>> BEGIN

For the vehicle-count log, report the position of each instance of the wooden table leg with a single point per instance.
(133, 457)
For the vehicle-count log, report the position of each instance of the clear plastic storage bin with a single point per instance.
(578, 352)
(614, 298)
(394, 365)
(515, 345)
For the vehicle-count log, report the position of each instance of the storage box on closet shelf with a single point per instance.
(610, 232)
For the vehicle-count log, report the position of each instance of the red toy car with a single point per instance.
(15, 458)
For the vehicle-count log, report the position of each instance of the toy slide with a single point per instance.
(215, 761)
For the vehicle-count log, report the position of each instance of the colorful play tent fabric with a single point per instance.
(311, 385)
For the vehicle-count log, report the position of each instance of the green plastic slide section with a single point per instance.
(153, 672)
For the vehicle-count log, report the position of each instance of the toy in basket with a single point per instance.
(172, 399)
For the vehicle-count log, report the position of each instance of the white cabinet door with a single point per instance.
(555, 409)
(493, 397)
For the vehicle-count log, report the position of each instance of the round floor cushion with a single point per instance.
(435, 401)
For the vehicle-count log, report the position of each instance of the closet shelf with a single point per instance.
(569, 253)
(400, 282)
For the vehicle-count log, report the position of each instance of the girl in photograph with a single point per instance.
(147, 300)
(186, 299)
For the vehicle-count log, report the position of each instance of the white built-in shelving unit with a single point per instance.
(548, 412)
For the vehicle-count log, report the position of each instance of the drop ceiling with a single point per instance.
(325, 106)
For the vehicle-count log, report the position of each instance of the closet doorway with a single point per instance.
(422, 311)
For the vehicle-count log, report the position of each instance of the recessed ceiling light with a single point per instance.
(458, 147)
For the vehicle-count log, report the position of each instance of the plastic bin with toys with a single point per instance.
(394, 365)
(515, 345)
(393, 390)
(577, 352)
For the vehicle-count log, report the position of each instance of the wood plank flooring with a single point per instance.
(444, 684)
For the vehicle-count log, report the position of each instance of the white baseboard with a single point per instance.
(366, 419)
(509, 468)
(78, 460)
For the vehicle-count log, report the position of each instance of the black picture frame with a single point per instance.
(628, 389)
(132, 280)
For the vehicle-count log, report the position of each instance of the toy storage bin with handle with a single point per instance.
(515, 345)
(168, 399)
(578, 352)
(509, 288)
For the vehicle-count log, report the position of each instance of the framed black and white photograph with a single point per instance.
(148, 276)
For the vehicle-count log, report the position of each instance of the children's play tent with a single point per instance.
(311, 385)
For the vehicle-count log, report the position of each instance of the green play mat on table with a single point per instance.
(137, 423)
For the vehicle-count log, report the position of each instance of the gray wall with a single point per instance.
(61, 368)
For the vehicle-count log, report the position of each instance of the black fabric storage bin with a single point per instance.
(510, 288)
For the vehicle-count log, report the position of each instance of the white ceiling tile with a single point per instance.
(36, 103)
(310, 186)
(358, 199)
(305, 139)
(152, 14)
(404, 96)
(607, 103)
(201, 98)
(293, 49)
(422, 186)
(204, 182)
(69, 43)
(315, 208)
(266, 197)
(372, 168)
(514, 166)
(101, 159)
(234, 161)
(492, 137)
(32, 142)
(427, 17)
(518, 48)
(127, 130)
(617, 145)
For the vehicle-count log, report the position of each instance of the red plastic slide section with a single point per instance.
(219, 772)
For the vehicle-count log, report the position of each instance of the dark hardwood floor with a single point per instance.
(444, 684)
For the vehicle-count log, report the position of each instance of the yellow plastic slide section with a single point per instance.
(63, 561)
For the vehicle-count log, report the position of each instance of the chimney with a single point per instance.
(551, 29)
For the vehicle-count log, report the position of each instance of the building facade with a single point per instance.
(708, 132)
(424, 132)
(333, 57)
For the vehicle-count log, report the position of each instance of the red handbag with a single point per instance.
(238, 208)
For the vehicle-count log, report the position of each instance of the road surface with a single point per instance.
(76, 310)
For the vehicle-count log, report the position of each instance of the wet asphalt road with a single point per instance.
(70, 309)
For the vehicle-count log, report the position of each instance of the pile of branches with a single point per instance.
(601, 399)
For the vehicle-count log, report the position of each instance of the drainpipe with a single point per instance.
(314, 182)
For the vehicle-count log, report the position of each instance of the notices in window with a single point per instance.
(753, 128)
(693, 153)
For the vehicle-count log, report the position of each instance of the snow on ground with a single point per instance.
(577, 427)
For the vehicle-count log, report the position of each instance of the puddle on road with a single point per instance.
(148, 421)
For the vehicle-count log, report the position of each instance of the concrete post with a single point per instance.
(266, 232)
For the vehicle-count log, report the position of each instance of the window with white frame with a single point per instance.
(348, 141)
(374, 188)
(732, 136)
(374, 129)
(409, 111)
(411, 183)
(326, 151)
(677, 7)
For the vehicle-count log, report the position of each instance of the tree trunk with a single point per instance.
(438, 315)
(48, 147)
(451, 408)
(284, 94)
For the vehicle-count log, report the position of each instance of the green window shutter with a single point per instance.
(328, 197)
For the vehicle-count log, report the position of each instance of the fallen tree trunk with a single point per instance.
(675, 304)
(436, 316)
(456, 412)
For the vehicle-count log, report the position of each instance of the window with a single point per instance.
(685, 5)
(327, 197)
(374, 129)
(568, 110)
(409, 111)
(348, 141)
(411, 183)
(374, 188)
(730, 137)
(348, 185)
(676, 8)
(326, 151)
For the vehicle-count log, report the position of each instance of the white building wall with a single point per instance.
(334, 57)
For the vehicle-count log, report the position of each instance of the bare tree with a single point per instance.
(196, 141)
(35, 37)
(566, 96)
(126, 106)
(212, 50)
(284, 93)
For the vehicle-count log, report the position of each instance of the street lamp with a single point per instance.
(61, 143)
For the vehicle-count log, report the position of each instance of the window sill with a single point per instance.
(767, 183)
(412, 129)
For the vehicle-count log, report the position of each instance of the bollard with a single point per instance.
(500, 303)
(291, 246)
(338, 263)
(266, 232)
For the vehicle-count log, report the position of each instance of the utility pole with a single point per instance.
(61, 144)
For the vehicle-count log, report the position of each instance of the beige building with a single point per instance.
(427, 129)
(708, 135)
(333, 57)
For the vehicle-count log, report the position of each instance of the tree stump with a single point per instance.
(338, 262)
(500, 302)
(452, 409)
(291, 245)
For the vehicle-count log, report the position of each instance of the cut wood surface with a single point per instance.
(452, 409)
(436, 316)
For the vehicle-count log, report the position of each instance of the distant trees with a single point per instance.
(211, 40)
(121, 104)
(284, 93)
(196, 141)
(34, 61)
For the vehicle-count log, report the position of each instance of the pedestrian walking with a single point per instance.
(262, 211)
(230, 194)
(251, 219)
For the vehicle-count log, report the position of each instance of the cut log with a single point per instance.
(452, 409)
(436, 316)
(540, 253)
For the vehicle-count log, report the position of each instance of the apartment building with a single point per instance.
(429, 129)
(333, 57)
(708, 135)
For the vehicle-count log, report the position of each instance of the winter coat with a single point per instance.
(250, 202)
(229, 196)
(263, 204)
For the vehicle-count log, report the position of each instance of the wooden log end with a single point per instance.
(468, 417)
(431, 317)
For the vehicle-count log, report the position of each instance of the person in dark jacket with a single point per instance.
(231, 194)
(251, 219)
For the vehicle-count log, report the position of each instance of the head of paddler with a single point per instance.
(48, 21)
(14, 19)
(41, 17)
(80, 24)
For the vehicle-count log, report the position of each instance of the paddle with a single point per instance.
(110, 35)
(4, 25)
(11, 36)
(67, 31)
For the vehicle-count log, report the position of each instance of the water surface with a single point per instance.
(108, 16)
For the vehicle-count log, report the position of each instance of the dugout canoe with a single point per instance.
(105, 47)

>> END

AIM:
Copy all of the data above word for word, keeping every line in its original order.

EXERCISE RESULT:
For the vehicle-count log, report the position of each instance of the wooden table leg with a single point per instance.
(133, 457)
For the vehicle-count log, report the position of each instance of the clear plastic storage bin with a single point per instance.
(578, 352)
(614, 298)
(394, 365)
(515, 345)
For the vehicle-count log, report the position of each instance of the storage box on closet shelf with a single point per instance.
(610, 232)
For the vehicle-count log, report the position of each instance of the red toy car with a single point per instance.
(15, 458)
For the vehicle-count log, report the position of each instance of the toy slide with a single point per instance.
(215, 761)
For the vehicle-count log, report the position of each instance of the colorful play tent fabric with a single point per instance.
(311, 385)
For the vehicle-count log, report the position of each instance of the green plastic slide section with a single point per instance.
(153, 672)
For the vehicle-count log, report the position of each instance of the toy in basket with a single point per instance.
(172, 399)
For the vehicle-count log, report the position of each instance of the white cabinet door with a single point per instance.
(555, 409)
(493, 397)
For the vehicle-count log, report the position of each instance of the round floor cushion with a single point per instance.
(435, 401)
For the vehicle-count log, report the position of each instance of the closet shelf with a single point per instance.
(569, 253)
(400, 282)
For the vehicle-count log, report the position of each instance of the girl in photograph with a single point per instance.
(147, 300)
(186, 299)
For the vehicle-count log, report the position of each instance of the white built-in shelving unit with a single point per instance.
(548, 412)
For the vehicle-count log, report the position of each instance of the drop ceiling with a single point per instance.
(325, 106)
For the vehicle-count log, report the position of each instance of the closet doorway with a single point per instance.
(422, 311)
For the vehicle-count log, report the position of each instance of the recessed ceiling light with a single point per instance.
(458, 147)
For the vehicle-count log, report the position of each instance of the plastic bin with toys with a single point per instance.
(394, 365)
(515, 345)
(393, 390)
(577, 352)
For the vehicle-count log, report the position of each instance of the wood plank flooring with a single point per instance.
(444, 684)
For the vehicle-count log, report the position of each instance of the white baseboard with a single point per instance.
(366, 419)
(509, 468)
(78, 460)
For the vehicle-count log, report the position of each instance of the black picture frame with a single point per instance.
(628, 389)
(132, 280)
For the vehicle-count log, report the position of each instance of the toy storage bin with handle with a single point per instance.
(515, 345)
(168, 399)
(578, 352)
(509, 288)
For the vehicle-count log, report the position of each instance of the framed black and white photograph with a single point per instance.
(148, 276)
For the vehicle-count log, report the position of each instance of the children's play tent with a single point per instance.
(311, 385)
For the vehicle-count log, report the position of each instance of the green play mat on table with a single point per instance.
(137, 423)
For the vehicle-count log, report the position of each instance of the gray wall with a single point per instance.
(61, 368)
For the vehicle-count log, report the position of each instance of the black fabric storage bin with a single point per instance.
(510, 288)
For the vehicle-count log, report the position of each instance of the white ceiling tile with a single point per instance.
(36, 103)
(310, 186)
(358, 199)
(305, 139)
(152, 14)
(404, 96)
(607, 103)
(201, 98)
(293, 49)
(422, 186)
(204, 182)
(69, 43)
(315, 208)
(266, 197)
(372, 168)
(514, 166)
(101, 159)
(234, 161)
(492, 137)
(32, 142)
(427, 17)
(518, 48)
(127, 130)
(617, 145)
For the vehicle-count log, report the position of each instance of the red plastic slide section with a single point per instance.
(219, 772)
For the vehicle-count log, report the position of each instance of the dark hardwood floor with a single point per instance.
(444, 684)
For the vehicle-count log, report the position of each instance of the yellow plastic slide section with a single point per instance.
(63, 561)
For the vehicle-count log, report the position of each instance of the chimney with a single point per instance.
(551, 29)
For the vehicle-count log, report the position of each instance of the building facade with a single point per instance.
(708, 132)
(424, 132)
(333, 57)
For the vehicle-count log, report the position of each instance of the red handbag with a single point per instance.
(238, 208)
For the vehicle-count log, report the position of each instance of the road surface with a single point per instance.
(76, 310)
For the vehicle-count log, report the position of each instance of the wet asphalt road with a single point per instance.
(70, 309)
For the vehicle-count log, report the position of each instance of the pile of branches with a single point per instance.
(601, 399)
For the vehicle-count log, report the position of each instance of the drainpipe with a single point per instance.
(314, 182)
For the vehicle-count log, report the position of each instance of the notices in window with a single point per instance.
(753, 128)
(693, 153)
For the vehicle-count log, report the position of each instance of the snow on ground with a single point per instance.
(577, 427)
For the vehicle-count log, report the position of each instance of the puddle on road with a single point per instance.
(148, 421)
For the vehicle-count log, report the position of each instance of the concrete post with a single point per instance.
(266, 232)
For the vehicle-count log, report the position of each instance of the window with white frame with a single point per instance.
(348, 141)
(374, 188)
(732, 136)
(374, 129)
(409, 111)
(411, 183)
(326, 151)
(677, 7)
For the vehicle-count log, report the position of each instance of the tree trunk with a single point per instance.
(438, 315)
(48, 147)
(451, 408)
(284, 94)
For the vehicle-count log, report the position of each instance of the green window shutter with a single point per instance.
(328, 197)
For the vehicle-count log, report the position of each instance of the fallen tree trunk with a single point per instance.
(675, 304)
(436, 316)
(456, 412)
For the vehicle-count log, report the position of each instance of the window with a single point per instance.
(685, 5)
(327, 197)
(374, 129)
(568, 110)
(409, 111)
(348, 141)
(411, 183)
(374, 188)
(730, 137)
(348, 185)
(676, 8)
(326, 151)
For the vehicle-count log, report the position of each instance of the white building wall with a single point per instance.
(334, 57)
For the vehicle-count log, report the position of each instance of the bare tree with a single point per instance.
(196, 141)
(35, 37)
(566, 96)
(126, 106)
(212, 50)
(284, 93)
For the vehicle-count log, report the position of each instance of the street lamp with a single point per instance.
(61, 143)
For the vehicle-count log, report the position of each instance of the window sill with a single point per instance.
(767, 183)
(412, 129)
For the vehicle-count log, report the position of each instance of the bollard with a single point per instance.
(500, 303)
(291, 246)
(338, 263)
(266, 232)
For the vehicle-count log, report the position of each instance of the utility pole with a single point per instance.
(61, 144)
For the vehicle-count log, report the position of each instance of the beige building with a single point per instance.
(427, 129)
(708, 135)
(333, 57)
For the vehicle-count log, report the position of each instance of the tree stump with a single point per instance.
(338, 262)
(500, 302)
(452, 409)
(291, 245)
For the vehicle-count log, report the position of each instance of the cut wood surface with a single point per instance.
(452, 409)
(436, 316)
For the vehicle-count log, report the position of each instance of the distant trees with a single point per instance.
(211, 40)
(121, 104)
(284, 93)
(196, 141)
(34, 61)
For the vehicle-count log, report the position of each instance of the pedestrian walking with a single point per instance.
(262, 211)
(230, 194)
(251, 219)
For the vehicle-count log, report the position of each instance of the cut log with a single point per instance.
(452, 409)
(436, 316)
(540, 253)
For the vehicle-count log, report the position of each instance of the apartment building with a single point per instance.
(429, 129)
(333, 57)
(708, 135)
For the vehicle-count log, report the position of each instance of the winter coat with a single point per instance.
(250, 202)
(229, 196)
(263, 204)
For the vehicle-count log, report the position of each instance of the wooden log end with a single point per instance.
(468, 417)
(431, 317)
For the vehicle-count log, report the position of each instance of the person in dark jacket with a single point per instance.
(231, 194)
(251, 219)
For the vehicle-count log, report the position of each instance of the head of paddler with a single point per instance.
(48, 21)
(14, 19)
(41, 17)
(80, 24)
For the vehicle-count log, report the position of each instance of the paddle with a single point per instance.
(110, 35)
(4, 25)
(11, 36)
(67, 31)
For the vehicle-count log, report the position of each instance of the water surface with a single point per instance.
(108, 16)
For the vehicle-count log, report the position of each instance of the dugout canoe with a single point per instance.
(105, 47)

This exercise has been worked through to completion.